» Task requirements
Which lines in the rows below contain the string "water"? Find them and copy each one, treating uppercase and lowercase as different.

[Location labeling rows]
────────────────────
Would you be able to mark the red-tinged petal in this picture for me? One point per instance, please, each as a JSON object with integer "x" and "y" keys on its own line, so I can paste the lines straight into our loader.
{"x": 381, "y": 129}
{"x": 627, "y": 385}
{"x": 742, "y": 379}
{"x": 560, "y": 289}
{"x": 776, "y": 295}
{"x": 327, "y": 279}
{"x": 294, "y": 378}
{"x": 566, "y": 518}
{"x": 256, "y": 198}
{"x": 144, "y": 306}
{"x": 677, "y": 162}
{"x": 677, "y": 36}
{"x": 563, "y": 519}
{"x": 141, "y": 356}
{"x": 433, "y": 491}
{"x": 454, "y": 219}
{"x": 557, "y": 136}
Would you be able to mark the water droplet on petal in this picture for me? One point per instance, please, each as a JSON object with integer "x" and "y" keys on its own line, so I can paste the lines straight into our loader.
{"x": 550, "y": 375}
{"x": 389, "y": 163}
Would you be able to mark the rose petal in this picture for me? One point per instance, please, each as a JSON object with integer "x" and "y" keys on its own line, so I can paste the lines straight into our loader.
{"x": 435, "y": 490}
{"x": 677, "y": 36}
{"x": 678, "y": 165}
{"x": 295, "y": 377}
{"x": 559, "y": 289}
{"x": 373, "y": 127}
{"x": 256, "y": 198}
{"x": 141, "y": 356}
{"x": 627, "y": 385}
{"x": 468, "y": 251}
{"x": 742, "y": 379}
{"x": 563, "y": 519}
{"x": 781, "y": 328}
────────────────────
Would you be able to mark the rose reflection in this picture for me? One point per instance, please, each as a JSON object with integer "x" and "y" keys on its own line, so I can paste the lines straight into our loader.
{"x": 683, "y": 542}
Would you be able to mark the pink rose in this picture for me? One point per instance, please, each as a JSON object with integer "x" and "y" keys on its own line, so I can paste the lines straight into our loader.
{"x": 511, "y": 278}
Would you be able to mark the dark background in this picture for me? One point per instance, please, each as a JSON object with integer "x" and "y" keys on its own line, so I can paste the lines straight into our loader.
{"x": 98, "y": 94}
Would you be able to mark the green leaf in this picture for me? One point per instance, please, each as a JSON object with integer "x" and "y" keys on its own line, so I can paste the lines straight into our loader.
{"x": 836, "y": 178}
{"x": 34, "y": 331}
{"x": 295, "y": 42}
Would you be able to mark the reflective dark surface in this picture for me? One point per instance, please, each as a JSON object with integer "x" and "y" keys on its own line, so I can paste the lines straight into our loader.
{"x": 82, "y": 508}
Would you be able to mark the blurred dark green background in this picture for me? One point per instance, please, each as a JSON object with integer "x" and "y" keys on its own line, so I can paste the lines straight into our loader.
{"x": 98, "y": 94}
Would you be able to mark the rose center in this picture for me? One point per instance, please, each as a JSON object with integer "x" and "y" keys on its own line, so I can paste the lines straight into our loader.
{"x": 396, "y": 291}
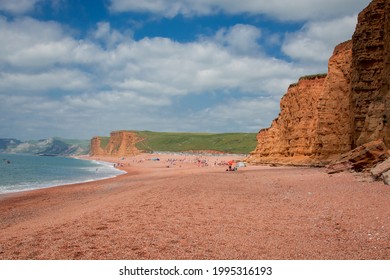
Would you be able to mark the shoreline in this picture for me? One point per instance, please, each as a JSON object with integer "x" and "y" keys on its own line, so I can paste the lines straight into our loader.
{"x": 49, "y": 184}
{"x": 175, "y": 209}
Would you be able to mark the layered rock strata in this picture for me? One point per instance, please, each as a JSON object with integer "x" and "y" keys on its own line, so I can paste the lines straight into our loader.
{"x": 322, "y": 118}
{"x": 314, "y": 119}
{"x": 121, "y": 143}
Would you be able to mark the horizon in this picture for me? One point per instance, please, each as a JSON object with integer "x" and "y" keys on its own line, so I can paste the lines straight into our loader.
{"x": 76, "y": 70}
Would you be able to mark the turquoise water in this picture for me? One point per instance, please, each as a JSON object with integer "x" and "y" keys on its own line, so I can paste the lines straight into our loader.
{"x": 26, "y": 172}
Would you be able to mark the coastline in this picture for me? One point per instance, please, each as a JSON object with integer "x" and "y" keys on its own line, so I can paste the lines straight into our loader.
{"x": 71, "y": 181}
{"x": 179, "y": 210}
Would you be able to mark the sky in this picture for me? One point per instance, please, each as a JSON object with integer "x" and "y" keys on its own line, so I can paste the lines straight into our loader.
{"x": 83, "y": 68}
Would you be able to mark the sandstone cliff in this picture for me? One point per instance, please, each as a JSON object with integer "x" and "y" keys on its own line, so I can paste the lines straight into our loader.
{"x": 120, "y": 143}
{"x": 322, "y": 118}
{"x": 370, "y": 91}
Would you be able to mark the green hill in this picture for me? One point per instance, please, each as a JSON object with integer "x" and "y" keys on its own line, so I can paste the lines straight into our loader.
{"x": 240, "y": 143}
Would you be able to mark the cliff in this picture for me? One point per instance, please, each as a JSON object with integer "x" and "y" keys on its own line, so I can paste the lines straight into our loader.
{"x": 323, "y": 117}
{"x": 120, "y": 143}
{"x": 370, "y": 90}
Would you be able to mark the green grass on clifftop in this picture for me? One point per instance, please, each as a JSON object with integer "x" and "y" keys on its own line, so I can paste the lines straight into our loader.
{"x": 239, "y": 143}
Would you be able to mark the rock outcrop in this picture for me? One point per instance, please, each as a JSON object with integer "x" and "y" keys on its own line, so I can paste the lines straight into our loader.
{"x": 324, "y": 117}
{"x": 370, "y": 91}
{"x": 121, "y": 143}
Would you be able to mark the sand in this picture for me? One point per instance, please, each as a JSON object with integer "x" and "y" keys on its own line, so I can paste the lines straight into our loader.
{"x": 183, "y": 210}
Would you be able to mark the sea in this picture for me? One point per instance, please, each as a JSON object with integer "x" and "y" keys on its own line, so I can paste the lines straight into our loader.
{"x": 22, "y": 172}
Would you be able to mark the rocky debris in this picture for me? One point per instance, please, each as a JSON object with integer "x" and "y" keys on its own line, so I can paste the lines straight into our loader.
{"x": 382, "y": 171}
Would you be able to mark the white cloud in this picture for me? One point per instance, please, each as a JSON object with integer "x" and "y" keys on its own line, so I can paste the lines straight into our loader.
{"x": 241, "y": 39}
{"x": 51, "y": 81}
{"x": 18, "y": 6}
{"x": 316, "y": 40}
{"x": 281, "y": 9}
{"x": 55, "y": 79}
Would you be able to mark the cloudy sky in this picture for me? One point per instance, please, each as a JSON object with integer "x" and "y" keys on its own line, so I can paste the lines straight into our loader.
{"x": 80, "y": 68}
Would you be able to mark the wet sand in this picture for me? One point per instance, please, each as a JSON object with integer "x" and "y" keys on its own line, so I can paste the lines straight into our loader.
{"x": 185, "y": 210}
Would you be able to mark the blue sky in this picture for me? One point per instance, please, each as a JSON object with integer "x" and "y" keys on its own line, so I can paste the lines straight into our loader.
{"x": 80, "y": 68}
────────────────────
» Task result
Would you be able to mark the water droplet on petal in this picture for me? One point per instance, please, each as a JSON object with integer "x" and "y" keys on its own line, so I can paste the lines straight into our loader.
Would you be able to mark the turquoise water in this picture for me? One point per instance, please, each as a JSON object with integer "x" and "y" keys on its own line, so I can paste the lines straight into our loader.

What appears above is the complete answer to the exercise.